THE PROBLEM – All of the records below should be output exactly.

DATA EXTRACT –
---+---
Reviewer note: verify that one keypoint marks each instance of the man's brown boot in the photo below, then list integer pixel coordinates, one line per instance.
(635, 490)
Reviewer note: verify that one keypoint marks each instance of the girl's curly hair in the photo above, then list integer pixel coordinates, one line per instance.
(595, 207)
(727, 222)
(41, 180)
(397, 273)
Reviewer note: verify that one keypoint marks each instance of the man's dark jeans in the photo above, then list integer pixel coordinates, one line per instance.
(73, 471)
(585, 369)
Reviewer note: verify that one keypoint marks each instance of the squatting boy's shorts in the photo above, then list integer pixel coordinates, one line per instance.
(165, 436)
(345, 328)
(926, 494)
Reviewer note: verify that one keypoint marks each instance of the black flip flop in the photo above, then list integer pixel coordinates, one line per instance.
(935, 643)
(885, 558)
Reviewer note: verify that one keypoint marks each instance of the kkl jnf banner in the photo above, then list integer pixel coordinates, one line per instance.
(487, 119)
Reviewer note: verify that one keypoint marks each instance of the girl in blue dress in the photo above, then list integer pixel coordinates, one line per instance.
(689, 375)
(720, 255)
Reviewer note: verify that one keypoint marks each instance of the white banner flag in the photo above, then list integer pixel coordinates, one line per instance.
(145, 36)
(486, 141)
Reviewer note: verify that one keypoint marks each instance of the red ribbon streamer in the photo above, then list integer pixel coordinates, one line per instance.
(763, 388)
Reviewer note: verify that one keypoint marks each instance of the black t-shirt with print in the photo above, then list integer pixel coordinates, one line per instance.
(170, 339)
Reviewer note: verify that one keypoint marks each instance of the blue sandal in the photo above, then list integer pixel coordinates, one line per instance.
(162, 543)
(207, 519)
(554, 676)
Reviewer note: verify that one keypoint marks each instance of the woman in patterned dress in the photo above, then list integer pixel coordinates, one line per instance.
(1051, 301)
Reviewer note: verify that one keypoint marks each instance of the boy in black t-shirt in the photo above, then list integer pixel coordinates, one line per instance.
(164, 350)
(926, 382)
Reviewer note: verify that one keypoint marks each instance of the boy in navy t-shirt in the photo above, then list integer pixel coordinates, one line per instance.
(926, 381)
---+---
TASK ANSWER –
Reviewer note: verify that one keypoint marks each instance of the man's brown boot in the photo below, then list integer pixel coordinates, one line per instance.
(635, 490)
Reviewer note: verify that one keypoint marks each instance of the girl's curly hair in the photo above, then list integer pixel coordinates, one line per instance.
(595, 207)
(727, 222)
(41, 180)
(397, 273)
Reviewer note: verify that one keypoint marks each instance of the man's dark jeans in the photo above, then list integer pixel coordinates, one line per instance.
(73, 471)
(585, 369)
Reviewer note: verify that one keypoint marks each instance of the squatting boy's shorts in the photo above, then list integer pixel coordinates, one line per instance.
(165, 436)
(345, 328)
(926, 494)
Reviewer note: verify that one keypoint marks each instance of the black flip flop in the photo above, then list integer pixel coordinates, one line per instance.
(935, 643)
(885, 558)
Reviewer note: verify that one keypoint marks each instance of the kkl jnf banner in the photo above, then list integer pixel coordinates, one line per instance.
(487, 119)
Reviewer note: verify that one keypoint marks each instance of the girl in blue dress in the photo above, then list integer pixel coordinates, one line per instance.
(689, 375)
(720, 255)
Reviewer note: verify that one keypoint marks each instance of the white banner flag in the photo above, then list integer pixel coordinates, one line per instance.
(145, 36)
(486, 141)
Reviewer note: verify that one keypoint marks each instance of the red ribbon streamer in the photo above, then list integer pixel coordinates, one line per instance.
(763, 388)
Reviewer note: verify that one keypoint marks each instance of the black t-shirt with print in the photo above, then list integer pixel coordinates, one line per instance.
(170, 339)
Reviewer note: verify that one keypoint marks each instance of the blue sandal in the photo above, then list integer pixel coordinates, one line per instance.
(162, 543)
(207, 519)
(554, 676)
Reviewer note: verify that one keypoint marks each instance of the woman in patterned dress in the photo above, then list integer pixel coordinates, one line per instance.
(1051, 301)
Reviewer note: verify that one keypoint marks each instance of the boy in black t-shirt in the photo above, then list integer pixel coordinates, one line per instance.
(164, 350)
(926, 382)
Reviewer note: verify that one keypoint marks each instance of the boy in navy t-shirt in the photo above, then list integer pixel coordinates, one line per instance.
(926, 381)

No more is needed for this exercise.